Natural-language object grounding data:
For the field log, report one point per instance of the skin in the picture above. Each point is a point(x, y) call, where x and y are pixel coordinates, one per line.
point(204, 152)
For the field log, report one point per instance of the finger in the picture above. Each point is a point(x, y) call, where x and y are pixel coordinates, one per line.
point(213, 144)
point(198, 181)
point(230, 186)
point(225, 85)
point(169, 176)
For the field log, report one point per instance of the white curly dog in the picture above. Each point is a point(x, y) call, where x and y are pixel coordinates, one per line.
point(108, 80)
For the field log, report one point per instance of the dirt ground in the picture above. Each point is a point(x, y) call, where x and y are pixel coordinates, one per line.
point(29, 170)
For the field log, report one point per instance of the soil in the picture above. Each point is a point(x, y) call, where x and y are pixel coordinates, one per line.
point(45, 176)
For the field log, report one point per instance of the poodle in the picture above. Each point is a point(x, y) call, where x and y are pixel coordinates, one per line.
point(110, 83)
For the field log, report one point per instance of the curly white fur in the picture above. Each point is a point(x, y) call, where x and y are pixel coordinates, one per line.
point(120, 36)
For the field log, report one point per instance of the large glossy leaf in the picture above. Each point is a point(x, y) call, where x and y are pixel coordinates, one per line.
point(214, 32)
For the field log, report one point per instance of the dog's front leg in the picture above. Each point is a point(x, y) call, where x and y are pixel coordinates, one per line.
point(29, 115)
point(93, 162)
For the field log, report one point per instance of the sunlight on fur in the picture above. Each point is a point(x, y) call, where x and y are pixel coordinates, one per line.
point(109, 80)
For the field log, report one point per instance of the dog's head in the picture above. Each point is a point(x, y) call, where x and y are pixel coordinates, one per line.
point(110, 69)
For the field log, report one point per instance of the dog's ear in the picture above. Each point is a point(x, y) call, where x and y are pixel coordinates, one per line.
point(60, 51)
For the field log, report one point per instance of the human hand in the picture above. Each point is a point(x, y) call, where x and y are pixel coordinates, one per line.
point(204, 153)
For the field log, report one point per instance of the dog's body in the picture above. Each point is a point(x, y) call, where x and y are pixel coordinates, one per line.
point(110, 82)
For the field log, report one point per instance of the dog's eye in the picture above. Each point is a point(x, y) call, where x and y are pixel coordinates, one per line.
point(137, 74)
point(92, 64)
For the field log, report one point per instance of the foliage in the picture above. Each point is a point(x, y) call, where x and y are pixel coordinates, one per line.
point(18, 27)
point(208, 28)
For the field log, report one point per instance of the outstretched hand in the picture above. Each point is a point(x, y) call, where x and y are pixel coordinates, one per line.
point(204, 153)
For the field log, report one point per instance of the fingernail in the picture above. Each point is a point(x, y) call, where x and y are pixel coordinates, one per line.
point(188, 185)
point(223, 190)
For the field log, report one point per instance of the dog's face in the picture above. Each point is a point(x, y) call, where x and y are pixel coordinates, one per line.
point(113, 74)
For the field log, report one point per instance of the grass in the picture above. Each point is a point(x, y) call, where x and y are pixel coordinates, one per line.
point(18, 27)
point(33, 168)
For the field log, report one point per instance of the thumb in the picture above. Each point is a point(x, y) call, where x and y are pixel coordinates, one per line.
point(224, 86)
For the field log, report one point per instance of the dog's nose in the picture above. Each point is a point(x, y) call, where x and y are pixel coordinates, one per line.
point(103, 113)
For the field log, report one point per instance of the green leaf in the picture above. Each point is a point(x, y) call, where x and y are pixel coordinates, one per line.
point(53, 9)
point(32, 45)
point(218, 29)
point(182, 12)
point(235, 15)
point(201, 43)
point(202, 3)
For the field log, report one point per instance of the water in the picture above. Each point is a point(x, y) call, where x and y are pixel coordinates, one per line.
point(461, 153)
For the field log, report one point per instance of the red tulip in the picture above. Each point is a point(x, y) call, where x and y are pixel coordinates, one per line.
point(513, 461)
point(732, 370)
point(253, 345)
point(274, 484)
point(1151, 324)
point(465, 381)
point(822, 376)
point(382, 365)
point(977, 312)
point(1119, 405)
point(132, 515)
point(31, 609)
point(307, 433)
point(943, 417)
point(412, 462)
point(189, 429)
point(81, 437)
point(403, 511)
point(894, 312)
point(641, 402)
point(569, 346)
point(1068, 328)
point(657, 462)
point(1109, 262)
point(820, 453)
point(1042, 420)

▸ **WORK ITEM**
Transcribe all the data word for word, as it appears above.

▸ **WRITTEN ANSWER**
For the field log, report one point per instance of the skin in the picture above. Each point is a point(x, y) call, where x and y are pixel coordinates, one per line.
point(204, 152)
For the field log, report one point per instance of the finger in the picture above. Each point is a point(x, y) call, where x and y are pixel coordinates, one per line.
point(213, 144)
point(198, 181)
point(230, 186)
point(225, 85)
point(169, 176)
For the field log, report one point per instance of the white curly dog in the picture above. Each point is a point(x, y) call, where x and y are pixel coordinates, one per line.
point(108, 80)
For the field log, report one point per instance of the dirt ground in the picture above. Each point is a point(x, y) call, where x and y are pixel coordinates, one per line.
point(29, 170)
For the field log, report one point per instance of the soil in the picture above. Each point is a point(x, y) call, where x and y are pixel coordinates, one per line.
point(45, 176)
For the field log, report one point per instance of the poodle in the picture above. Each point is a point(x, y) call, where x and y are pixel coordinates, one per line.
point(110, 83)
For the field log, report one point per instance of the curly white fur in the picture above. Each point is a point(x, y) call, where x and y are pixel coordinates, one per line.
point(120, 36)
For the field log, report one point per instance of the large glossy leaf in the picture above. Each point is a point(x, y) call, where x and y are pixel coordinates, one per line.
point(214, 32)
For the field log, report one point per instance of the dog's front leg in the picture above. Each point is a point(x, y) call, where x and y are pixel coordinates, one per line.
point(29, 115)
point(93, 162)
For the field log, report one point per instance of the sunlight on fur in the picture above. Each point is a point(x, y) call, where x and y are pixel coordinates, one per line.
point(109, 80)
For the field log, report one point per instance of the dog's head in the picture above. Each point is a point(x, y) call, where x and y are pixel coordinates, one per line.
point(110, 69)
For the field log, report one point per instance of the dog's ear in the picture above. Each point is a point(x, y) call, where x and y are pixel coordinates, one per line.
point(60, 51)
For the field log, report one point per instance of the human hand in the picture above. Each point is a point(x, y) call, where x and y are pixel coordinates, one per line.
point(204, 153)
For the field log, report one point per instance of the dog's body in the picture above. Each point is a point(x, y) call, where x and y are pixel coordinates, one per line.
point(110, 82)
For the field log, report one point per instance of the dog's eye in the picture above. Each point is a point(x, y) call, where x and y are pixel coordinates, one per line.
point(137, 74)
point(92, 64)
For the field log, report one point per instance of the foliage in the picture above. Each point is a point(x, y) call, where x and y are pixel coordinates, one per line.
point(18, 27)
point(208, 28)
For the field log, report one point per instance of the outstretched hand in the picture above. Each point is a point(x, y) call, where x and y are pixel coordinates, one per line.
point(204, 153)
For the field log, report one point per instance of the fingernail in the picture above. Each point is a point(x, y) call, where x and y are pixel coordinates, one per line.
point(188, 185)
point(223, 190)
For the field log, report one point per instance of the dog's face in the picture above. Each point is a point(x, y) call, where x and y are pixel coordinates, one per line.
point(113, 74)
For the field log, report one point per instance of the grass in the picture above. Each point is a point(x, y) call, where x and y are pixel coordinates, one per line.
point(18, 27)
point(33, 168)
For the field log, report one point per instance of the thumb in the picture above. Each point is a point(x, y) call, where x and y are pixel coordinates, one per line.
point(224, 86)
For the field log, report one point per instance of the dog's nose in the picture above. Each point is a point(x, y) call, where x and y are pixel coordinates, one per line.
point(103, 113)
For the field log, report one point per instance of the green leaf in the picture above. Each point is a point(x, y) call, where x and y are pixel coordinates, one per line.
point(53, 9)
point(32, 45)
point(218, 29)
point(182, 12)
point(235, 15)
point(201, 43)
point(202, 3)
For the field log, report one point per instance of the water in the picture above. Each point is a point(x, y) call, where x and y are pixel coordinates, one per line.
point(461, 153)
For the field log, report one point per instance of the red tulip in the picture above. Each point is a point(x, y) call, where x and y are pixel coordinates, one per line.
point(513, 461)
point(732, 370)
point(253, 345)
point(274, 484)
point(1151, 324)
point(465, 381)
point(822, 376)
point(382, 365)
point(977, 312)
point(1119, 405)
point(132, 515)
point(31, 609)
point(307, 433)
point(943, 417)
point(412, 462)
point(189, 429)
point(81, 437)
point(403, 511)
point(894, 312)
point(641, 402)
point(569, 346)
point(1068, 328)
point(657, 462)
point(1109, 262)
point(820, 453)
point(1042, 420)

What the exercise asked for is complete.